Please render all of the data below as a two-column CSV with headers input and output, giving each text and its answer one row, each value in a single quoted field with line breaks replaced by spaces.

**Given records:**
-------------------------
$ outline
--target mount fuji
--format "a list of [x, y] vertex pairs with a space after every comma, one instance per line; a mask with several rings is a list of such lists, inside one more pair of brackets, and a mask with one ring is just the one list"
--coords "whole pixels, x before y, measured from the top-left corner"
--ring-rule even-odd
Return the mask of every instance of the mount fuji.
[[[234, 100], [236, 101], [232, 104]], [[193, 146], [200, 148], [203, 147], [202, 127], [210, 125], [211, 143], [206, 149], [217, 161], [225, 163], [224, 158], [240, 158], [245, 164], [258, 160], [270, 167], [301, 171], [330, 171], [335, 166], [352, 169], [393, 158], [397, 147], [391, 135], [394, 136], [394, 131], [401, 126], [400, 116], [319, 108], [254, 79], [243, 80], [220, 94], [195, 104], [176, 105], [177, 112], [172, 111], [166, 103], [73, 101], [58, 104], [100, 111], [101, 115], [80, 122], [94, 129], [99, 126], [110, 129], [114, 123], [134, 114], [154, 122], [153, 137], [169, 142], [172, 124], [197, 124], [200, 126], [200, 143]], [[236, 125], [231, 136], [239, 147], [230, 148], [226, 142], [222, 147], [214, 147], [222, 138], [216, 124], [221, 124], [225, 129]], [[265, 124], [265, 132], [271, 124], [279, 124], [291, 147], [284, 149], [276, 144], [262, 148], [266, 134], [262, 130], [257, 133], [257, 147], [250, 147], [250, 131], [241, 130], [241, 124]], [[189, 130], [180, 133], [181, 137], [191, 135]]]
-------------------------
**Answer to this problem:**
input,output
"$ outline --target mount fuji --format ""a list of [x, y] vertex pairs with a space after every comma, one instance per line; a mask with several rings is a list of such lists, inside one more pair of brackets, and a mask with one ring is just the one list"" --coords ""whole pixels, x before y, measured from the top-left corner"" --ring-rule even-odd Return the mask of every instance of the mount fuji.","[[[234, 100], [236, 101], [232, 104]], [[193, 146], [200, 148], [203, 147], [202, 127], [210, 125], [211, 143], [206, 149], [217, 161], [225, 163], [224, 158], [240, 158], [245, 164], [258, 160], [270, 167], [301, 171], [330, 171], [335, 166], [352, 169], [393, 158], [397, 147], [391, 135], [394, 136], [394, 131], [401, 126], [400, 116], [319, 108], [254, 79], [243, 80], [220, 94], [195, 104], [176, 105], [177, 112], [172, 111], [166, 103], [73, 101], [58, 104], [100, 111], [101, 115], [80, 122], [94, 129], [99, 126], [110, 129], [114, 123], [134, 114], [154, 122], [153, 137], [169, 142], [172, 124], [197, 124], [200, 126], [200, 143]], [[236, 125], [231, 136], [239, 147], [230, 148], [226, 142], [222, 147], [214, 147], [222, 138], [216, 124], [221, 124], [225, 129]], [[265, 124], [265, 132], [271, 124], [279, 124], [291, 147], [284, 149], [276, 144], [262, 148], [266, 134], [262, 130], [257, 133], [257, 147], [250, 147], [250, 131], [241, 130], [241, 124]], [[189, 130], [180, 133], [181, 137], [191, 135]]]"